# Records supplied:

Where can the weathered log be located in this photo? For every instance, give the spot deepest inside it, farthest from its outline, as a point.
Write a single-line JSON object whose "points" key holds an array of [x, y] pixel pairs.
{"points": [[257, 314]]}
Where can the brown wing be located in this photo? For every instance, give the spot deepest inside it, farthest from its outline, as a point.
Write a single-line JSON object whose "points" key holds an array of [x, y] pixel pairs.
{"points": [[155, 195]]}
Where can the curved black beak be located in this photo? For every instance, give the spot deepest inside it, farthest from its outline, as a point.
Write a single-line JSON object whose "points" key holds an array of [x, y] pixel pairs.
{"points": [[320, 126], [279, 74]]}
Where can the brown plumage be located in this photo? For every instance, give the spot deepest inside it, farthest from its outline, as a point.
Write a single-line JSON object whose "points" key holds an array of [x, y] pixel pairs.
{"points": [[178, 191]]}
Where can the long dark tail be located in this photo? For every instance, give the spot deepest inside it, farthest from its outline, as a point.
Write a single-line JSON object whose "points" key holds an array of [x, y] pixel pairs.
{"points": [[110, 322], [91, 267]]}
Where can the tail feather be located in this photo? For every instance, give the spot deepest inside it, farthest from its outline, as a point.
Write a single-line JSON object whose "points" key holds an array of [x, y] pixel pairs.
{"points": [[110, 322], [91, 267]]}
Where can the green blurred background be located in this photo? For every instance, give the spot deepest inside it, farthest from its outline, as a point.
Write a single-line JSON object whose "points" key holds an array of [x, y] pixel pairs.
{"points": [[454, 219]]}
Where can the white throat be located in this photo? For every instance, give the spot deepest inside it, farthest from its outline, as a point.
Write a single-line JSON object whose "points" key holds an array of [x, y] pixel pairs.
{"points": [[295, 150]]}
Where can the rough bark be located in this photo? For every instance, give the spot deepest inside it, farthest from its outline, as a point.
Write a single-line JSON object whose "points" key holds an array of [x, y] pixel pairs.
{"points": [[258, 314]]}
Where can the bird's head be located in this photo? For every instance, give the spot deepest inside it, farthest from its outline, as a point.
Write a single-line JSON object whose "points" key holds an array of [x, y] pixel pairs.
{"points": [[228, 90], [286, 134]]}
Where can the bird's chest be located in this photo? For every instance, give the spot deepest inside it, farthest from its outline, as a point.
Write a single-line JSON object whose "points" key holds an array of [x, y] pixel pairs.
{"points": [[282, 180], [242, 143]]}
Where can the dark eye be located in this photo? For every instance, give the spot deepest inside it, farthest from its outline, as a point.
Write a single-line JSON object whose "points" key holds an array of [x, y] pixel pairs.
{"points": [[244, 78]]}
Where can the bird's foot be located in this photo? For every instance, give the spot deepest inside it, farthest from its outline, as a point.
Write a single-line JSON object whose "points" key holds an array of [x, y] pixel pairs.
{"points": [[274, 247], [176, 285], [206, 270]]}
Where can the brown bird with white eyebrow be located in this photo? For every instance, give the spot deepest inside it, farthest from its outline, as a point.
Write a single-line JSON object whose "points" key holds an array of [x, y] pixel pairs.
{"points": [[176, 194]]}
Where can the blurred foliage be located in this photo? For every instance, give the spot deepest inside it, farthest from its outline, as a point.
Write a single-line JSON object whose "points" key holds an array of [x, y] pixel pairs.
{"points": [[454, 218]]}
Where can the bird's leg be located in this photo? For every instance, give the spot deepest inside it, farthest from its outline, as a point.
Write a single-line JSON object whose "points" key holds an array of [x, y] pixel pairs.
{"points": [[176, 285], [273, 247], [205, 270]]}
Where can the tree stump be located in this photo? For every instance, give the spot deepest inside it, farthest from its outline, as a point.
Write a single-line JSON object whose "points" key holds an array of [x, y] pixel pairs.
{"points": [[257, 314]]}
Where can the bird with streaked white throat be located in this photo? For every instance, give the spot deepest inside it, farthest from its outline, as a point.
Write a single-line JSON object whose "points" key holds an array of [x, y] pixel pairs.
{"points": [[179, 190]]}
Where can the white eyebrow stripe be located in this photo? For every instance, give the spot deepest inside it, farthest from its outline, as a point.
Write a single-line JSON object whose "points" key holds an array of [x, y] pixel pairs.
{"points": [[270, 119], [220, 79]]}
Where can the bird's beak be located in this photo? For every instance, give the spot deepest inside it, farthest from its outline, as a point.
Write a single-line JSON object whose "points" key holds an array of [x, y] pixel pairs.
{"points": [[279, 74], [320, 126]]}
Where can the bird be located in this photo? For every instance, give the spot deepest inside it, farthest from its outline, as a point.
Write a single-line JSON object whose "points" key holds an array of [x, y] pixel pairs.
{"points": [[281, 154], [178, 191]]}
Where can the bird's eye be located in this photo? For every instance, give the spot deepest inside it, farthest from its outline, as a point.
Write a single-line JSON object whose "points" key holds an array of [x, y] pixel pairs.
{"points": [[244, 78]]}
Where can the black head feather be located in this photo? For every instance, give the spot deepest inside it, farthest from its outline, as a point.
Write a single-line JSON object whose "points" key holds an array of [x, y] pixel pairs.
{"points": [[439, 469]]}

# Prompt:
Look over the listing and return each line that holds "head".

# Your response:
Where can the bird's head be located in this photo? For every instance, give the spot deepest inside it, farthest from its outline, as a point.
Where can the black head feather be located in this photo? For every instance, give the spot deepest inside it, farthest from its outline, as a point.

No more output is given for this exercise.